*EXERCISE GOAL*: Set down every record below exactly as it appears, but without the pictures.

[Data records]
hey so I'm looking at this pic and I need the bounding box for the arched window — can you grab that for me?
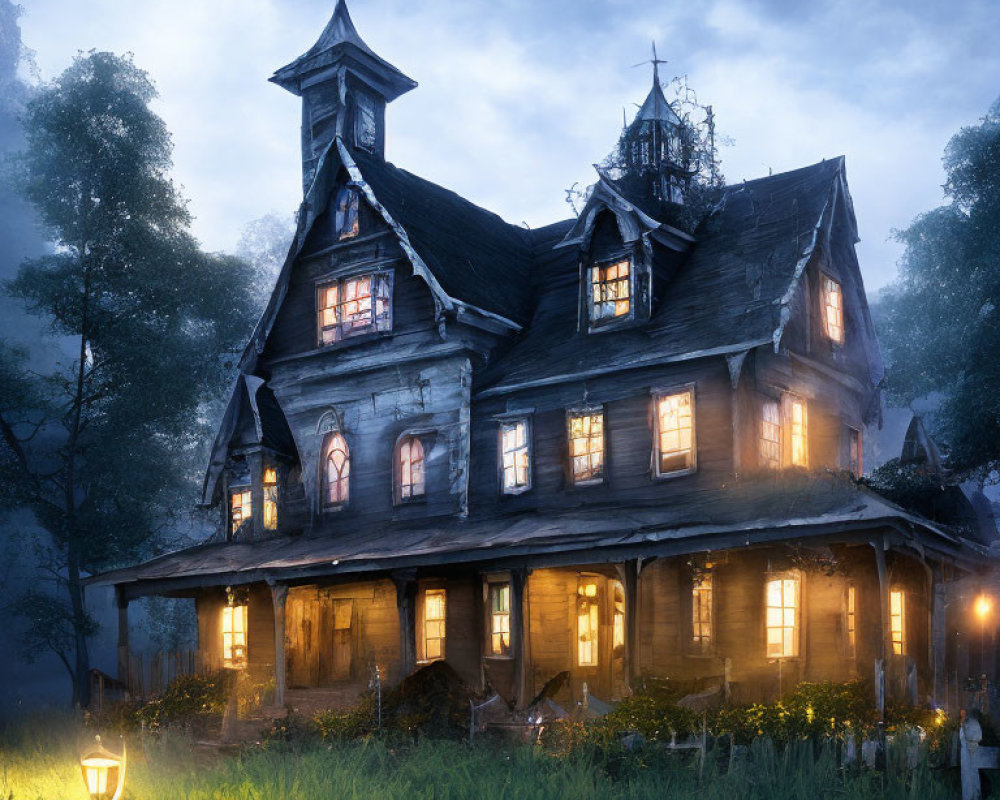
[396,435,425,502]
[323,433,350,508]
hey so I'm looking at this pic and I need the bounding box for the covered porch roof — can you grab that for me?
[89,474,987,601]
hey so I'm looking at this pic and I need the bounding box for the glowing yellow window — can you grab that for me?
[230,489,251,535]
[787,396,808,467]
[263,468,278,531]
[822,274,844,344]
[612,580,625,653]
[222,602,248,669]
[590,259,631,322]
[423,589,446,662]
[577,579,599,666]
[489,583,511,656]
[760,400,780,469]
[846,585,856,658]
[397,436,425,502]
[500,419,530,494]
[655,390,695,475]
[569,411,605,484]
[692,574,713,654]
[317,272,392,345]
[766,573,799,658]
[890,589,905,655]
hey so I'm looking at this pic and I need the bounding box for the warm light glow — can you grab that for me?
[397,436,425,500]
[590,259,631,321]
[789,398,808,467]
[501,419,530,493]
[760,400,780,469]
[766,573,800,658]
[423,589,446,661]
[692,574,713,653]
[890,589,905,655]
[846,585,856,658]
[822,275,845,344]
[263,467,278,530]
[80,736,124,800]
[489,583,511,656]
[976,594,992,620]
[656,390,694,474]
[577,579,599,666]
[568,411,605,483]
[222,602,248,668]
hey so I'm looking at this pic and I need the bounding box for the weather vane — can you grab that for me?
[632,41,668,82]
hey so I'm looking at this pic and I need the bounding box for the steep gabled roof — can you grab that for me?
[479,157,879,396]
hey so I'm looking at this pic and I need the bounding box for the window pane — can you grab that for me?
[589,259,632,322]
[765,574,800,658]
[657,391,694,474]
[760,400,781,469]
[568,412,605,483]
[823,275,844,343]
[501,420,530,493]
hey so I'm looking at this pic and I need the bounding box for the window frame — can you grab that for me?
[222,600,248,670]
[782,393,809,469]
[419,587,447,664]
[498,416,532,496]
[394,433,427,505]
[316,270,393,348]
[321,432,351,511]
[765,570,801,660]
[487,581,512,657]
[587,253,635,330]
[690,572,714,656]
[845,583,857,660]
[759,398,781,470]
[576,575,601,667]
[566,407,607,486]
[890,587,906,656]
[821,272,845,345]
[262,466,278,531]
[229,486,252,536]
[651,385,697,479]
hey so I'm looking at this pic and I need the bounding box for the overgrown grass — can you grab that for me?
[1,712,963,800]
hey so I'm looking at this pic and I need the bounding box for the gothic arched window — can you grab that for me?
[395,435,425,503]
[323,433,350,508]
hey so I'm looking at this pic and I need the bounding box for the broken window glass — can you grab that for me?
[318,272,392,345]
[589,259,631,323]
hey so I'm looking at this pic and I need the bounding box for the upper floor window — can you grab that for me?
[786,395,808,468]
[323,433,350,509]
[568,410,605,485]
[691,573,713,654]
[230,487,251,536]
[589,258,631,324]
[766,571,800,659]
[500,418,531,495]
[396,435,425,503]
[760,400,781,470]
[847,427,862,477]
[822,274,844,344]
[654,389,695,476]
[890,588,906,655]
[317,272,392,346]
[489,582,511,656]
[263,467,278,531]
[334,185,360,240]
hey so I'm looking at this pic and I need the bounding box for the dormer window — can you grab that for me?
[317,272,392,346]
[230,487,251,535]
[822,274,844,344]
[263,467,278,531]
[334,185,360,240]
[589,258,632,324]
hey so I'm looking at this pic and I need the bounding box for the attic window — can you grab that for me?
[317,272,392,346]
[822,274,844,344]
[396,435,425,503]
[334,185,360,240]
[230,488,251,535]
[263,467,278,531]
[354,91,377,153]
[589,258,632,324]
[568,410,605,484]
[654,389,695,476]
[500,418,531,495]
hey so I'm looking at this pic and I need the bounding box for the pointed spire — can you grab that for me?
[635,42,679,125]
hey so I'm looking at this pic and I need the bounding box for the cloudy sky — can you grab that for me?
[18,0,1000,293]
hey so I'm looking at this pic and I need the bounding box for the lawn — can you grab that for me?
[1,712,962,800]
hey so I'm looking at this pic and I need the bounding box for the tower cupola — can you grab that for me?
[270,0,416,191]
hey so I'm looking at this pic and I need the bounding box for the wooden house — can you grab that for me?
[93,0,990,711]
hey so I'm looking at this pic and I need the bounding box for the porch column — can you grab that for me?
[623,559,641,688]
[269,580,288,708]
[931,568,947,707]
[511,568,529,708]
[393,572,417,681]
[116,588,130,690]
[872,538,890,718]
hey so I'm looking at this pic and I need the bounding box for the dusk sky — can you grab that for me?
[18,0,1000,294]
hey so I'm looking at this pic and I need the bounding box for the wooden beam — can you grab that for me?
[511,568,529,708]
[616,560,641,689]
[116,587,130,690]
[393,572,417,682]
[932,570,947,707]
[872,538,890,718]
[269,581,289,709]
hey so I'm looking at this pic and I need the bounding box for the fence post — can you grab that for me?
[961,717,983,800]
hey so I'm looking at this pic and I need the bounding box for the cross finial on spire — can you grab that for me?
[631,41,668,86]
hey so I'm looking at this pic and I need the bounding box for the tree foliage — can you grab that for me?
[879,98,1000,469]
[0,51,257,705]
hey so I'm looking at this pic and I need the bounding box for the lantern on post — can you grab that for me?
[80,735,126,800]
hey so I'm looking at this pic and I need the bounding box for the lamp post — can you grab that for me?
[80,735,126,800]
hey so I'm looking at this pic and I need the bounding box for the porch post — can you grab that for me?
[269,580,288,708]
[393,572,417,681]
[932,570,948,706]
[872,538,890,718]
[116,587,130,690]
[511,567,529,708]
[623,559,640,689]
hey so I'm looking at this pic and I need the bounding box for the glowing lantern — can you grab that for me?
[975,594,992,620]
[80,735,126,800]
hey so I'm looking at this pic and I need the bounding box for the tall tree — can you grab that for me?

*ANSWER SPACE*:
hey so I'm looking at this pic and I need the bounding box for the arched window — can you grab that for me?
[396,435,425,502]
[323,433,350,508]
hey so I'm looking at this pic and I need the bounding box for the covered porch roof — can you grab that for me?
[89,474,987,601]
hey so I'm looking at this pic and I need the bounding box for the glowing yellow window — can you grab that for me?
[230,489,251,535]
[787,396,808,467]
[263,468,278,531]
[822,274,844,344]
[612,580,625,653]
[222,602,248,669]
[590,259,631,322]
[423,589,446,662]
[577,579,599,666]
[489,583,511,656]
[760,400,780,469]
[846,585,856,658]
[397,436,425,502]
[500,419,530,494]
[655,390,695,475]
[569,411,605,484]
[692,574,713,654]
[317,272,392,345]
[766,573,799,658]
[890,589,905,655]
hey so I'm looking at this pic and I need the bounding box for the warm light glow — can you grab that for me?
[397,436,425,500]
[590,259,631,321]
[789,398,808,467]
[501,419,530,493]
[760,400,780,469]
[766,573,800,658]
[423,589,446,661]
[692,574,713,653]
[890,589,905,655]
[846,585,856,658]
[822,275,845,344]
[263,467,278,530]
[80,736,124,800]
[489,583,511,656]
[976,594,992,620]
[656,390,694,474]
[577,579,599,666]
[568,411,605,483]
[222,602,248,668]
hey so I'm looking at this pic and I need the bounding box for the weather vane — can you grab that for me?
[632,41,668,82]
hey so I'm looking at this pic and I need the bounding box for the steep gabled roof — can you grab that for me?
[479,157,879,396]
hey so I'm looking at this pic and I need the bounding box for the window pane — can you grab that for me?
[589,259,632,322]
[765,574,800,658]
[657,391,694,474]
[760,400,781,469]
[568,412,605,483]
[823,275,844,343]
[501,420,530,493]
hey so I'm looking at this pic and I need the bounding box for the window frame — can you grab that for me?
[222,600,248,670]
[782,393,809,469]
[419,587,447,664]
[498,416,532,496]
[394,433,427,505]
[316,270,393,348]
[321,432,351,511]
[765,570,801,660]
[487,581,512,657]
[587,253,635,330]
[690,572,714,656]
[845,583,857,660]
[759,398,781,470]
[576,575,601,667]
[566,407,607,486]
[890,587,906,656]
[821,272,845,345]
[262,466,278,531]
[229,486,252,536]
[651,385,697,479]
hey so I'm looking at this pic and I need the bounding box for the overgrown grass — can you grab that for me?
[1,712,963,800]
hey so I'm looking at this pic and I need the bounding box for the gothic arched window — can you grab that for me?
[395,435,425,503]
[323,433,350,508]
hey so I'm looking at this pic and I need the bounding box for the broken window glass — can you grab that for me?
[318,272,392,345]
[589,259,631,323]
hey so I'm looking at this pic and I need the bounding box for the upper floor window — can you grab that for me?
[786,395,808,468]
[323,433,350,509]
[568,410,605,485]
[691,573,713,654]
[230,487,251,536]
[589,258,631,324]
[766,571,800,659]
[500,418,531,495]
[396,435,425,503]
[760,400,781,470]
[847,427,862,477]
[822,274,844,344]
[654,389,695,476]
[890,588,906,655]
[317,272,392,346]
[489,582,511,656]
[263,467,278,531]
[334,185,360,240]
hey so I'm looking at this pic and I need the bounding box for the dormer window — can you grab that for me?
[317,272,392,346]
[230,487,251,535]
[822,274,844,344]
[263,467,278,531]
[334,185,360,240]
[589,258,632,324]
hey so I'm looking at this pic and I need the bounding box for the attic window — can you grab that for me?
[317,272,392,346]
[822,274,844,344]
[396,435,425,503]
[334,185,360,240]
[230,488,251,535]
[263,467,278,531]
[354,91,377,153]
[589,258,632,324]
[568,410,605,484]
[654,389,695,476]
[500,418,531,495]
hey so I'm looking at this pic and I need the bounding box for the pointed spire — can you grab that for me?
[635,42,679,125]
hey so I'm looking at this pic and I need the bounding box for the cloudy sky — can you grab that for me?
[18,0,1000,293]
hey so I'm looking at this pic and I need the bounding box for the lawn — can you grab that for me?
[1,712,962,800]
hey so I'm looking at this pic and I need the bounding box for the tower cupola — can you grab that for me?
[270,0,416,191]
hey so I'm looking at this pic and I need the bounding box for the wooden house — can you grab that for me?
[93,0,990,711]
hey so I'm looking at this pic and I need the bounding box for the porch column — can you grab that for me?
[623,559,641,688]
[269,580,288,708]
[931,568,947,707]
[511,568,529,708]
[393,572,417,681]
[116,588,130,690]
[872,538,890,718]
hey so I'm looking at this pic and I need the bounding box for the dusk sky — can you grab that for me?
[18,0,1000,294]
hey so I'm looking at this pic and I need the bounding box for the wooden beam — can you grab that for me?
[511,568,529,708]
[616,560,641,689]
[116,587,130,690]
[393,572,417,682]
[932,570,947,707]
[872,538,890,718]
[269,581,289,709]
hey so I'm looking at this pic and I need the bounding box for the fence post — can you grab that for me?
[961,717,983,800]
hey so I'm looking at this pic and I need the bounding box for the cross finial on spire — can you grab that for me?
[631,41,668,86]
hey so I'm looking at this pic and I need the bounding box for the tree foliage — can you grab that for me?
[879,98,1000,469]
[0,51,257,705]
hey so I'm looking at this pic and I need the bounding box for the lantern on post — can you grab that for me?
[80,735,126,800]
hey so I'm looking at this pic and I need the bounding box for the lamp post — can you grab that for me?
[80,735,126,800]
hey so I'm looking at this pic and I need the bounding box for the porch post — can you grab that for me?
[269,580,288,708]
[393,572,417,681]
[932,570,948,706]
[872,538,890,718]
[116,587,130,690]
[511,567,529,708]
[623,559,640,689]
hey so I'm looking at this pic and I need the bounding box for the glowing lantern — can you grab that for me?
[975,594,992,620]
[80,735,126,800]
hey so I'm looking at this pic and I need the bounding box for the tall tree — can you grab that for me?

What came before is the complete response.